** Text for analysis **
=== Begin Enclosure ===
Different molecular markers, such as simple sequence repeats (SSRs), inter-simple sequence repeats (ISSRs), amplified fragment length polymorphisms (AFLPs), random amplified polymorphic DNAs (RAPDs), and sequence-related amplified polymorphisms (SRAPS), have provided the molecular basis for the construction of genetic maps and the mapping of important trait genes (Table 1). Whole-genome sequencing has been conducted for a variety of vegetables (Table 1), which has provided a basis for whole-genome strategies. Whole-genome approaches can help obtain complete sequences of germplasm resources, increase the coverage of molecular markers, and increase the accuracy of genetic maps103. Molecular markers are often used for the determination of genetic distance and the classification of heterotic groups. To elucidate the breeding processes and to improve the efficiency of breeding techniques in cabbage, heterotic cabbages are usually divided into two groups: The round head type and the flat head type. Xing et al.104 further divided 21 flat cabbage inbred lines into three heterotic groups and divided 42 round cabbage inbred lines into five heterotic groups in order to provide a more definite direction for the preparation of hybrid combinations of cabbage. The method of dividing heterotic groups by molecular markers and genetic distance is widely used in vegetable breeding (Table 1).

Table 1 Research progress in vegetable breeding

Chen83 proposed that determining how to obtain hybrid seeds is the key to the utilization of heterosis. The purpose of obtaining hybrid seeds is to make heterosis in the offspring permanent. The sporophyte of cruciferous vegetables is a self-incompatible system105 that can prevent self-pollination and produce normal seeds through cross-pollination. Hence, this system is convenient for the generation of hybrid seeds. In cabbage106,107 and Chinese cabbage108, hybrids are usually obtained using self-incompatible and male-sterile lines. To produce hybrid tomato seeds, pollen-abortive type and functionally sterile lines are often used109,110,111. Cytoplasmic male sterility occurs in eggplant112,113 and pepper114,115. Gynoecious lines tend to exist in Cucurbitaceae116. A new male-sterile system in tomato was developed by Du et al.117. Plant growth regulators such as ethylene, auxins, and brassinosteroids118,119 can increase the number of female flowers in Cucurbitaceae; this effect and male sterility are both convenient for hybrid seed production.
=== End Enclosure ===
** Work item A **
Rewrite the paragraph of the passage on vegetable breeding that begins "Different molecular markers, such as" as a short bulleted list, keeping its main facts.
** Work item B **
Answer these questions from the passage on vegetable breeding:
(i) Into how many heterotic groups were the 42 round cabbage inbred lines divided?
(ii) Which two kinds of lines are usually used to obtain hybrids in cabbage and Chinese cabbage?
(iii) Which plant growth regulators are named as able to increase the number of female flowers in Cucurbitaceae?
** Work item C **
Resume the passage on vegetable breeding with one further paragraph, starting after its last sentence.
The listing on this page comes from a different source than the passage on vegetable breeding.

** Dataset excerpts **
=== Begin Enclosure ===
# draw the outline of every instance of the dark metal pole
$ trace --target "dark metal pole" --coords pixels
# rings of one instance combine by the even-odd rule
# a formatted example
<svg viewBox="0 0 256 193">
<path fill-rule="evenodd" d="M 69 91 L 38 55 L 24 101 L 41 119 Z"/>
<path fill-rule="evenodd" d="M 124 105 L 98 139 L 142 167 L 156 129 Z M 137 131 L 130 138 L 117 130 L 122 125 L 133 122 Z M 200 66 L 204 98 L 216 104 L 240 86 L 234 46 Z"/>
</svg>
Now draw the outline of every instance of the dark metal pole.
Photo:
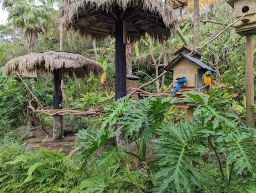
<svg viewBox="0 0 256 193">
<path fill-rule="evenodd" d="M 122 20 L 116 20 L 116 100 L 126 96 L 126 44 L 123 43 Z M 121 125 L 116 124 L 118 129 Z M 126 140 L 126 130 L 116 138 L 116 146 L 124 148 L 128 144 Z"/>
<path fill-rule="evenodd" d="M 122 20 L 116 20 L 116 100 L 126 96 L 126 44 Z"/>
</svg>

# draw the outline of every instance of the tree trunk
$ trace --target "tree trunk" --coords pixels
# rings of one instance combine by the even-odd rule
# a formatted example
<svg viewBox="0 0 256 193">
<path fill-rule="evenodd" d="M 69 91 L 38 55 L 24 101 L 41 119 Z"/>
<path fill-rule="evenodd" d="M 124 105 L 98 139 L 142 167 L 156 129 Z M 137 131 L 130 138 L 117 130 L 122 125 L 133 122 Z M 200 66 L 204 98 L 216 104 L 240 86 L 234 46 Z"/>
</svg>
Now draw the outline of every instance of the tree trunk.
<svg viewBox="0 0 256 193">
<path fill-rule="evenodd" d="M 13 22 L 13 28 L 12 28 L 12 44 L 14 44 L 14 56 L 16 56 L 16 52 L 15 52 L 15 27 L 14 26 L 14 22 Z"/>
<path fill-rule="evenodd" d="M 128 40 L 128 43 L 126 44 L 127 52 L 127 64 L 126 65 L 127 74 L 132 75 L 132 44 L 130 39 Z"/>
<path fill-rule="evenodd" d="M 96 40 L 95 39 L 94 39 L 92 40 L 92 46 L 94 46 L 94 49 L 96 49 Z M 95 58 L 96 60 L 98 60 L 98 54 L 97 54 L 96 50 L 94 50 L 94 54 L 95 55 Z"/>
<path fill-rule="evenodd" d="M 14 26 L 14 26 L 12 28 L 12 44 L 14 44 L 14 46 L 15 45 L 15 27 Z"/>
<path fill-rule="evenodd" d="M 63 28 L 60 26 L 60 50 L 63 51 Z M 66 96 L 66 93 L 65 92 L 65 90 L 64 90 L 64 81 L 62 80 L 61 82 L 61 88 L 62 88 L 62 96 L 63 96 L 63 99 L 64 100 L 64 102 L 66 103 L 70 104 L 70 102 Z"/>
<path fill-rule="evenodd" d="M 199 47 L 200 31 L 199 0 L 194 0 L 194 48 Z"/>
<path fill-rule="evenodd" d="M 140 171 L 142 174 L 146 178 L 146 182 L 148 182 L 148 181 L 150 181 L 150 178 L 148 177 L 148 174 L 146 170 L 146 166 L 145 161 L 140 162 Z"/>
<path fill-rule="evenodd" d="M 62 109 L 62 95 L 61 89 L 62 76 L 60 70 L 54 71 L 54 109 Z M 62 76 L 62 74 L 60 74 Z M 53 135 L 55 140 L 61 140 L 63 136 L 63 116 L 58 114 L 54 116 Z"/>
<path fill-rule="evenodd" d="M 60 51 L 63 51 L 63 28 L 61 25 L 60 32 Z"/>
</svg>

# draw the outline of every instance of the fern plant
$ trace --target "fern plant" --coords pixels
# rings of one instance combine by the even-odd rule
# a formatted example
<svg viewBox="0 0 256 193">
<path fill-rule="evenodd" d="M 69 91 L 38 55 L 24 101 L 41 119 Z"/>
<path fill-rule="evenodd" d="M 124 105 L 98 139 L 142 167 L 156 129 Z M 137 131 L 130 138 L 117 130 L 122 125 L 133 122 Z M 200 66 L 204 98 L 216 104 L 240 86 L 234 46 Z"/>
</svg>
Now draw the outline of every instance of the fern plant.
<svg viewBox="0 0 256 193">
<path fill-rule="evenodd" d="M 120 134 L 120 132 L 118 130 L 114 131 L 114 128 L 106 130 L 106 128 L 101 128 L 95 130 L 88 128 L 86 130 L 80 130 L 77 134 L 77 136 L 80 138 L 78 142 L 78 144 L 76 147 L 81 148 L 82 150 L 76 154 L 78 156 L 77 160 L 80 162 L 80 168 L 76 174 L 80 175 L 84 172 L 85 166 L 88 164 L 88 160 L 92 156 L 95 152 L 104 146 L 104 144 L 110 138 Z M 110 152 L 108 154 L 111 154 L 111 152 Z M 118 152 L 116 154 L 113 154 L 112 156 L 116 158 L 117 154 L 121 154 L 120 152 Z M 111 156 L 108 158 L 108 159 L 105 158 L 102 160 L 100 164 L 104 164 L 106 162 L 110 160 Z"/>
</svg>

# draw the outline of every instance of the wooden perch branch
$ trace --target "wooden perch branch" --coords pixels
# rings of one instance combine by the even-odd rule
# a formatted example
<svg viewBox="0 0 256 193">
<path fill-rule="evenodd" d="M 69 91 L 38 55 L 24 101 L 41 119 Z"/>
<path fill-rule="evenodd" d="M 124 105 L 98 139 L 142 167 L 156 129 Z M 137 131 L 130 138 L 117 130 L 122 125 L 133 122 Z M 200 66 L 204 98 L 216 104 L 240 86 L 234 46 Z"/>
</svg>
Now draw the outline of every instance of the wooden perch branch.
<svg viewBox="0 0 256 193">
<path fill-rule="evenodd" d="M 192 88 L 192 89 L 186 88 L 186 89 L 183 89 L 183 90 L 177 90 L 177 92 L 182 92 L 184 91 L 199 90 L 204 89 L 206 87 L 208 86 L 209 86 L 209 84 L 207 84 L 205 85 L 204 86 L 202 86 L 202 88 Z M 132 90 L 135 90 L 140 92 L 139 93 L 140 93 L 140 95 L 141 96 L 170 96 L 170 94 L 172 92 L 172 91 L 166 91 L 166 92 L 164 92 L 163 93 L 158 93 L 158 94 L 152 93 L 152 92 L 147 92 L 146 91 L 142 90 L 141 89 L 140 89 L 140 88 L 130 88 Z M 173 96 L 176 96 L 176 94 L 174 94 Z"/>
<path fill-rule="evenodd" d="M 167 73 L 168 71 L 166 71 L 166 70 L 164 70 L 164 72 L 160 74 L 160 75 L 159 75 L 158 77 L 156 77 L 156 78 L 153 79 L 152 80 L 151 80 L 150 82 L 147 82 L 147 83 L 145 83 L 144 84 L 140 86 L 138 88 L 140 89 L 140 88 L 143 88 L 144 87 L 145 87 L 146 86 L 147 86 L 149 84 L 150 84 L 154 82 L 156 80 L 157 80 L 159 79 L 160 78 L 161 78 L 162 76 L 166 74 Z M 132 92 L 130 92 L 130 94 L 127 94 L 126 97 L 127 97 L 127 96 L 130 96 L 131 95 L 132 95 L 134 94 L 135 92 L 137 92 L 137 90 L 134 90 L 134 91 L 132 91 Z"/>
<path fill-rule="evenodd" d="M 154 65 L 152 65 L 152 66 L 154 66 Z M 153 80 L 153 78 L 150 76 L 149 76 L 148 74 L 146 72 L 144 72 L 142 71 L 138 71 L 138 72 L 136 72 L 134 73 L 142 73 L 144 74 L 145 74 L 146 76 L 150 78 L 151 80 Z M 133 73 L 134 74 L 134 73 Z"/>
<path fill-rule="evenodd" d="M 224 30 L 223 30 L 222 32 L 220 32 L 218 34 L 217 34 L 219 31 L 221 30 L 222 28 L 224 26 L 224 24 L 222 26 L 222 28 L 219 30 L 215 34 L 214 34 L 208 41 L 207 41 L 204 45 L 202 45 L 202 46 L 200 47 L 199 48 L 196 49 L 196 52 L 194 50 L 192 51 L 189 54 L 188 56 L 193 56 L 195 54 L 196 54 L 199 51 L 200 51 L 201 50 L 202 50 L 206 46 L 206 45 L 207 45 L 210 42 L 212 42 L 215 39 L 216 39 L 218 37 L 220 36 L 224 32 L 225 32 L 228 28 L 230 28 L 232 26 L 234 25 L 234 24 L 237 22 L 238 21 L 239 21 L 240 20 L 241 20 L 242 18 L 244 18 L 244 16 L 246 16 L 246 14 L 248 14 L 248 12 L 246 12 L 242 16 L 241 16 L 240 18 L 238 18 L 238 20 L 236 20 L 236 21 L 233 22 L 232 24 L 228 24 Z M 224 24 L 226 24 L 230 20 L 231 18 L 231 16 L 228 18 L 228 20 L 225 22 Z"/>
<path fill-rule="evenodd" d="M 220 22 L 214 21 L 213 20 L 200 20 L 200 22 L 203 22 L 204 24 L 206 24 L 206 22 L 208 22 L 208 23 L 219 24 L 222 25 L 222 26 L 228 26 L 228 24 L 227 24 L 224 23 L 224 22 Z M 230 27 L 234 28 L 234 26 L 235 26 L 232 25 L 230 26 Z"/>
</svg>

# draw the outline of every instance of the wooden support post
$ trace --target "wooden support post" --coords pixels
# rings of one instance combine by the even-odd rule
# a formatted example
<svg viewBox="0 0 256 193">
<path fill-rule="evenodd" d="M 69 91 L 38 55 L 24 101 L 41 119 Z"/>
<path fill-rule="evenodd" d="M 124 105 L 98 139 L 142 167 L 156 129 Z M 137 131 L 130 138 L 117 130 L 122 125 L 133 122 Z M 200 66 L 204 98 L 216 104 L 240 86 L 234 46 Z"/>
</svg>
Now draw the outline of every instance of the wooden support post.
<svg viewBox="0 0 256 193">
<path fill-rule="evenodd" d="M 194 109 L 193 108 L 188 108 L 186 111 L 186 118 L 187 120 L 194 121 L 194 118 L 193 114 L 194 113 Z"/>
<path fill-rule="evenodd" d="M 116 20 L 116 100 L 126 96 L 126 44 L 124 44 L 123 20 Z M 127 38 L 126 38 L 127 39 Z M 120 124 L 116 124 L 118 129 Z M 124 139 L 126 130 L 116 136 L 116 142 L 117 146 L 124 147 L 128 144 Z"/>
<path fill-rule="evenodd" d="M 59 70 L 55 70 L 54 72 L 54 109 L 62 108 L 62 74 L 60 74 L 60 72 Z M 54 115 L 52 137 L 54 140 L 58 140 L 62 139 L 63 135 L 63 116 Z"/>
<path fill-rule="evenodd" d="M 246 36 L 246 124 L 250 128 L 255 126 L 254 86 L 254 34 Z"/>
</svg>

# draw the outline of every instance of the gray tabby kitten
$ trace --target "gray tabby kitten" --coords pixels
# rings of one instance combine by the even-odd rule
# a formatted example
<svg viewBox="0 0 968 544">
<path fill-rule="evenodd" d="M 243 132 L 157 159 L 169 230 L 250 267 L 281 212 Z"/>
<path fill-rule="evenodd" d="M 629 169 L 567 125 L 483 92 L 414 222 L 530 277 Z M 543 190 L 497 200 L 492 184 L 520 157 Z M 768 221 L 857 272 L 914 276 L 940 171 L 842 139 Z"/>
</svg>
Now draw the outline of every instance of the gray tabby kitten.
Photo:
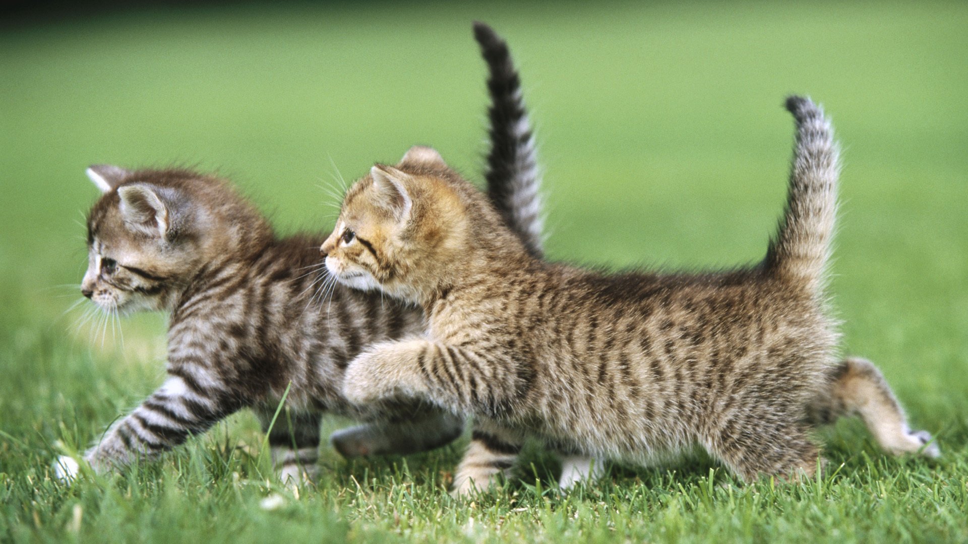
=== End Enclosure ===
** Exercise answer A **
- Molecular markers provide the molecular basis for building genetic maps and mapping important trait genes. These include simple sequence repeats, inter-simple sequence repeats, amplified fragment length polymorphisms, random amplified polymorphic DNAs, and sequence-related amplified polymorphisms.
- Whole-genome sequencing has been done for many vegetables. It underpins whole-genome approaches, which yield complete sequences of germplasm resources, widen marker coverage, and make genetic maps more accurate.
- Markers are often used to determine genetic distance and classify heterotic groups.
- Heterotic cabbages are usually split into round head and flat head groups. Xing et al. divided 21 flat inbred lines into three groups and 42 round inbred lines into five to guide the choice of hybrid combinations.
- Dividing heterotic groups by molecular markers and genetic distance is widely used in vegetable breeding.

** Exercise answer B **
(i) Five.
(ii) Self-incompatible lines and male-sterile lines.
(iii) Ethylene, auxins, and brassinosteroids.

** Exercise answer C **
Strategies for heterosis breeding in vegetables (with tomato as an example)

Obtaining F1 hybrids that exhibit heterosis based on heterosis prediction

It is not advisable to conduct extensive hybridization tests to obtain hybrid F1 lines that exhibit heterosis, as this approach requires considerable resources and time and produces unreliable results13. Melchinger and Gumber120 proposed that heterotic groups should be used as the basis for crossbreeding. The heterotic group is the population that is classified according to breeding requirements, with abundant genetic variation and high combining ability. Chen et al.121 carried out a genome-wide association study (GWAS) on the yield traits, general combining ability (GCA), and SCA of rice. The study provided strong evidence for the use of combining ability to classify heterotic groups and provided a reference for studies on combining ability in vegetables (Fig. 6). Other studies have also shown that combining ability, genetic distance, and molecular markers can provide the basis for evaluating parental inbred lines and predicting F1 hybrid heterosis in vegetables122,123,124,125.

Fig. 6: There are two key factors involved in applying heterosis breeding strategies: obtaining heterotic lines and maintaining heterosis in the elite lines in the offspring.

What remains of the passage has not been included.